→ STATED GOAL:
Reproduce the whole listing below word for word, leaving out the pictures.

→ PROVIDED DATA:
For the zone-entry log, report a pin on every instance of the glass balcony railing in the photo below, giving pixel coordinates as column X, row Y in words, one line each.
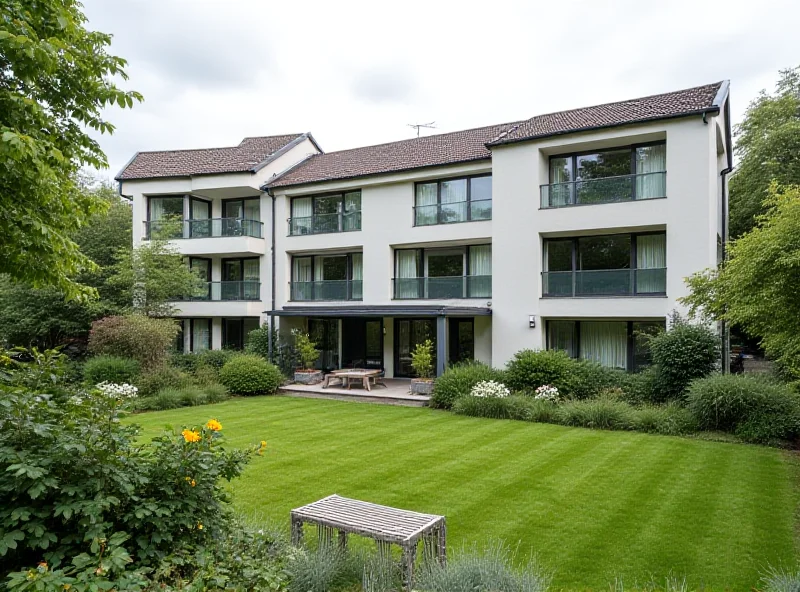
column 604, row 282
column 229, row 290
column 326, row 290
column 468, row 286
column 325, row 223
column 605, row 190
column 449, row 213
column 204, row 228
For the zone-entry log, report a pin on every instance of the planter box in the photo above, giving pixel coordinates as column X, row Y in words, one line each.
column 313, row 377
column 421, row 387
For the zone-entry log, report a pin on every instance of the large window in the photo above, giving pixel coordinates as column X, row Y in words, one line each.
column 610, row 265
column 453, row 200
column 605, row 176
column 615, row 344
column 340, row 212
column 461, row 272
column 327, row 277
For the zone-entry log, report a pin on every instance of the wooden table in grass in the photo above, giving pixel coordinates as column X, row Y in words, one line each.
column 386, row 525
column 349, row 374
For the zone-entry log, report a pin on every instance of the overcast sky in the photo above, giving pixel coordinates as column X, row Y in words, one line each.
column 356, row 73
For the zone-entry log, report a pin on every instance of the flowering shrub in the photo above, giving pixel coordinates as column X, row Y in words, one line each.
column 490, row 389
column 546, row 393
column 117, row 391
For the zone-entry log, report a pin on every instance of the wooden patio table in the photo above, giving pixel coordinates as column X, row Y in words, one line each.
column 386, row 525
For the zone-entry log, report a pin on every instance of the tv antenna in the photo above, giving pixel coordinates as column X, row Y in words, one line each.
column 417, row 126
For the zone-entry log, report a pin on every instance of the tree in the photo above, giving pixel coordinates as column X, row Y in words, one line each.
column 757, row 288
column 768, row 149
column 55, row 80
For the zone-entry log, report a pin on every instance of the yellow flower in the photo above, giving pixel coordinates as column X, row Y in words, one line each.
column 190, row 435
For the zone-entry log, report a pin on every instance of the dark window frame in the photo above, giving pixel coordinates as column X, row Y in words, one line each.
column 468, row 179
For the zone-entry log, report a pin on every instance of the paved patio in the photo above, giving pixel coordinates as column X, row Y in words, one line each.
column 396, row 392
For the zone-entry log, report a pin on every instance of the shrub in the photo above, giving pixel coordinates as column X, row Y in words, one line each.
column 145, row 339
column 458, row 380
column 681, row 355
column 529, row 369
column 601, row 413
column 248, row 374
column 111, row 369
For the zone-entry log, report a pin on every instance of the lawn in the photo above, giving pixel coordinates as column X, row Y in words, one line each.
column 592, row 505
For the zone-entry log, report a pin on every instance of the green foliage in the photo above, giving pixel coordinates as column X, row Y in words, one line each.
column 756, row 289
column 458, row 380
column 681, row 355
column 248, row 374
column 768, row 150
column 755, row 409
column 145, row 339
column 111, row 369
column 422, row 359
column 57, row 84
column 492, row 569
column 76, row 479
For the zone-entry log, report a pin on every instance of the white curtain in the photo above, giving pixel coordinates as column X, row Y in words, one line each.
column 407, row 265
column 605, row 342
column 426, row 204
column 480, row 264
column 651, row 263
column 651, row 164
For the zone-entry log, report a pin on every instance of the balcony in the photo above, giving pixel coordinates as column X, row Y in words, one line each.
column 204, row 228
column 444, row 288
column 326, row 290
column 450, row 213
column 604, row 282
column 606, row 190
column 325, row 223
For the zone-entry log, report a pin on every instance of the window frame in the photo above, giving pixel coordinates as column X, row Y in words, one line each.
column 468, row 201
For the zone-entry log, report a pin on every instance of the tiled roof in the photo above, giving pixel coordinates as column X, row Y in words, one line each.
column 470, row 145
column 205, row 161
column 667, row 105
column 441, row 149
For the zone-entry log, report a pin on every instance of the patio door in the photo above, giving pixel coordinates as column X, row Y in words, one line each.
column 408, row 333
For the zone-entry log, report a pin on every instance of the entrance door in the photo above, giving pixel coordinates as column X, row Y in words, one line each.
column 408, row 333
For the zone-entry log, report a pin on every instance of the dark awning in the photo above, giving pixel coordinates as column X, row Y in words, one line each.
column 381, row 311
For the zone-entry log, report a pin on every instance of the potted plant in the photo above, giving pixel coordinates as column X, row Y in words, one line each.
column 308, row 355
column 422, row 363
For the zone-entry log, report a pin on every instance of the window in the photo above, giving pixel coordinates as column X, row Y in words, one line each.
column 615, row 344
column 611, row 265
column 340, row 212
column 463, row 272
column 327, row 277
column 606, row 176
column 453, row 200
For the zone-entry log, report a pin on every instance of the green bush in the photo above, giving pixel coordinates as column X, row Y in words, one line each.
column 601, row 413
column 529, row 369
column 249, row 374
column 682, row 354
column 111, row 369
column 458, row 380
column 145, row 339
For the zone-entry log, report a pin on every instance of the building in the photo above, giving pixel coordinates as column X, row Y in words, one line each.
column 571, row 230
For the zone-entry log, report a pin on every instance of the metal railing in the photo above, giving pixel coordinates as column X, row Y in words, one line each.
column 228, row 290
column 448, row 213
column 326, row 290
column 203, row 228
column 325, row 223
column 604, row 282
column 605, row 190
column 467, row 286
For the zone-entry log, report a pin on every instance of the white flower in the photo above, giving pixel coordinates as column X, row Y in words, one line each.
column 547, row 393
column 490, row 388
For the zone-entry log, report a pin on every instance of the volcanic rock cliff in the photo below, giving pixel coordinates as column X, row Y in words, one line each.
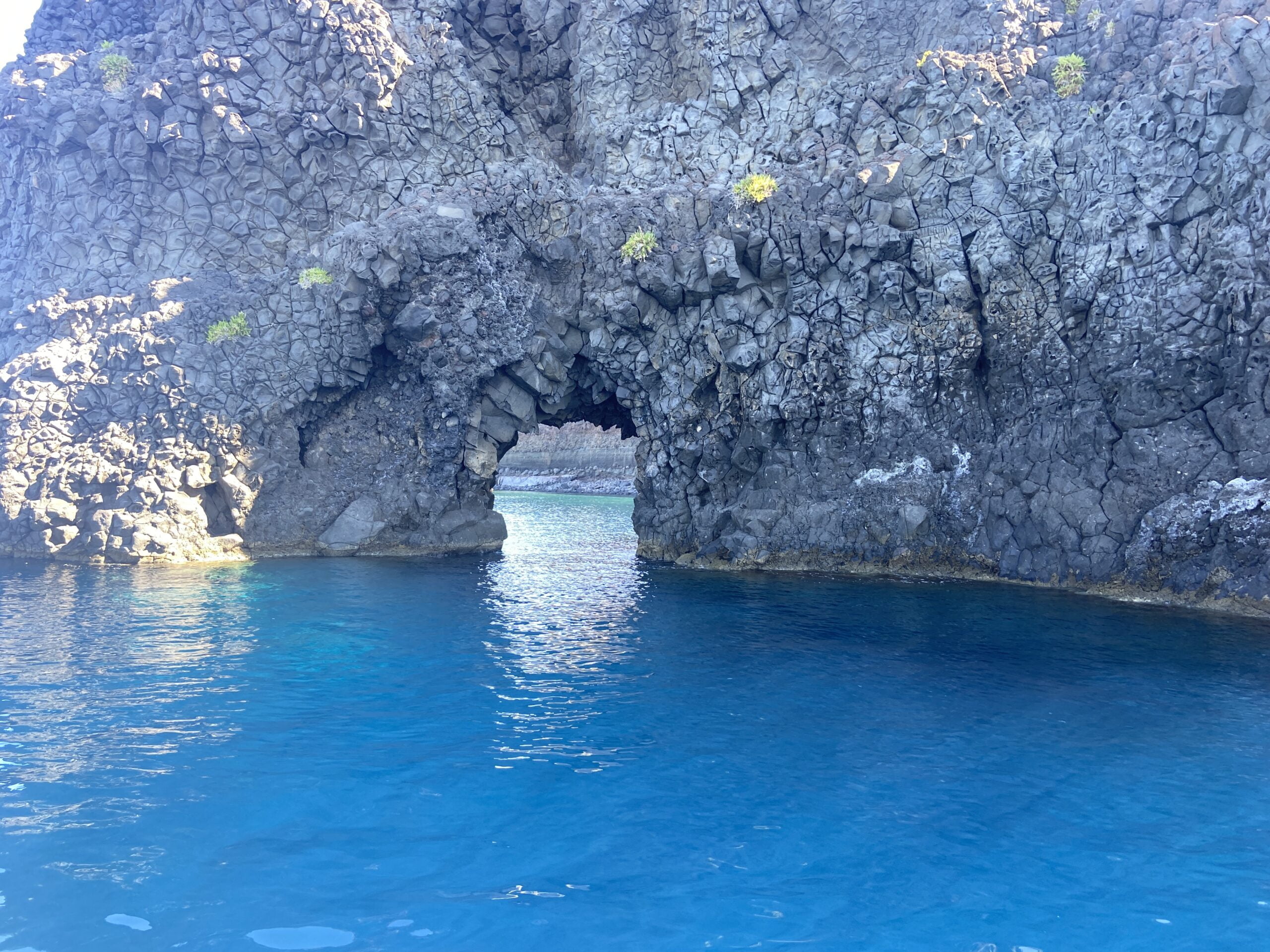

→ RESPONSE:
For the zone-entry log, report a pin on every instance of the glass balcony railing in the photo below, giving pixel coordinates as column X, row Y in words, one line each.
column 604, row 282
column 229, row 290
column 326, row 290
column 468, row 286
column 325, row 223
column 605, row 190
column 449, row 213
column 204, row 228
For the zone-entry log, report a pin on every instance of the planter box in the photo above, giving pixel coordinates as column X, row Y in words, one line each.
column 313, row 377
column 421, row 387
For the zone-entry log, report a pin on every instance of the large window in the photo above, giving pixel coordinates as column X, row Y in words, one line each.
column 610, row 265
column 453, row 200
column 605, row 176
column 615, row 344
column 340, row 212
column 461, row 272
column 327, row 277
For the zone-entry log, report a pin on every instance of the wooden table in grass in the photo above, giving pixel coordinates as column X, row Y in words, one line each.
column 386, row 525
column 349, row 374
For the zone-entry log, report a pin on every instance of the overcast sky in the photo above, giving pixel coordinates as column X, row Y in words, one line each.
column 356, row 73
For the zone-entry log, report a pin on every instance of the flowering shrub in the photo above, giving pixel coordinates as column X, row Y in words, one line each.
column 490, row 389
column 546, row 393
column 117, row 391
For the zone-entry log, report a pin on every instance of the wooden patio table in the photo above, giving pixel coordinates as column X, row Y in words, one line each.
column 386, row 525
For the zone-entry log, report a pin on every instance of the tv antenna in the photo above, giving pixel coordinates as column X, row Y in words, one line each.
column 417, row 126
For the zone-entry log, report a pin on every instance of the tree in the photo above, giving pixel coordinates as column X, row Y in words, one line each.
column 757, row 288
column 768, row 149
column 55, row 80
For the zone-entry log, report a pin on every instance of the yellow flower in the photo above, giving pixel coordinates as column X, row Y in words, one line each.
column 190, row 435
For the zone-entry log, report a pin on every instance of the dark window frame in the photo above, giving pixel coordinates as column X, row Y in words, one line each.
column 468, row 179
For the zone-entry log, report a pin on every instance of the paved patio in the photo above, giving pixel coordinates as column X, row Y in words, one line each.
column 396, row 392
For the zone-entry log, report a pin on every instance of the shrub in the photo above, giving pixel coordinates as column X, row Y in words, one line each.
column 145, row 339
column 458, row 380
column 681, row 355
column 529, row 369
column 601, row 413
column 248, row 374
column 111, row 369
For the zone-entry log, report a pin on every instance of the lawn in the photo above, giving pixel coordinates as column X, row Y in words, one line each.
column 592, row 505
For the zone-entry log, report a pin on every instance of the green foliage in the photo above, giving pixel coordinates as column X, row Y in words, one line each.
column 756, row 289
column 458, row 380
column 681, row 355
column 248, row 374
column 768, row 150
column 755, row 409
column 145, row 339
column 111, row 369
column 422, row 359
column 57, row 84
column 492, row 569
column 76, row 479
For the zone-entry log, report a pin on every instance of the white curtain in the photo above, giving pixel coordinates as column X, row Y in words, one line each.
column 407, row 265
column 605, row 342
column 426, row 204
column 480, row 264
column 651, row 263
column 651, row 164
For the zone-entry log, report a pin on every instance of the balcony in the photo above, giving pixel coordinates as column X, row Y in words, one line each.
column 204, row 228
column 444, row 288
column 326, row 290
column 450, row 213
column 604, row 282
column 606, row 190
column 325, row 223
For the zone-entry log, report a pin on every instance of the window frame in the photo above, giving pixel coordinates as column X, row Y in words, one line each.
column 468, row 201
For the zone-entry log, report a pin on every instance of the tiled roof in the photo above, giving pixel coordinates as column X, row Y in words, one line each.
column 470, row 145
column 205, row 161
column 667, row 105
column 441, row 149
For the zone-entry log, report a pin on every instance of the patio door in the photo above, giving pixel coordinates as column X, row Y in words, one line each.
column 408, row 333
For the zone-entry log, report a pin on every instance of the entrance door in the photo above, giving pixel coordinates as column X, row Y in words, one line each.
column 408, row 333
For the zone-entry log, report a pin on every instance of the dark awning in the photo above, giving pixel coordinates as column X, row Y in words, one line each.
column 381, row 311
For the zone-entry log, report a pin on every instance of the potted plant in the photo above, giving pixel coordinates as column X, row Y in words, one line each.
column 308, row 355
column 422, row 363
For the zone-entry log, report a pin on every instance of the window in the photo above, giving pixel coordinates as column X, row Y in words, one line each.
column 615, row 344
column 611, row 265
column 340, row 212
column 463, row 272
column 327, row 277
column 606, row 176
column 453, row 200
For the zone-entry log, report a pin on every instance of the green bush in the photo above, giving pixel coordinates as column X, row Y in words, one line each.
column 601, row 413
column 529, row 369
column 249, row 374
column 682, row 354
column 111, row 369
column 458, row 380
column 145, row 339
For the zone-entry log, report a pin on every instance of the building in the photo above, giving pixel coordinates as column X, row Y in words, one line each.
column 571, row 230
For the zone-entry log, report a pin on every instance of the metal railing in the photo above, giving pixel coordinates as column X, row Y in words, one line each.
column 228, row 290
column 448, row 213
column 326, row 290
column 203, row 228
column 325, row 223
column 604, row 282
column 605, row 190
column 467, row 286
For the zone-entry log, report a pin on every instance of the white flower in the photo above, giving pixel coordinates as column X, row Y in words, one line each.
column 547, row 393
column 490, row 388
For the zone-entry log, report a pin on every instance of the volcanic rock cliff in the photo below, giving pixel coordinates as column X, row Y in words, one line each.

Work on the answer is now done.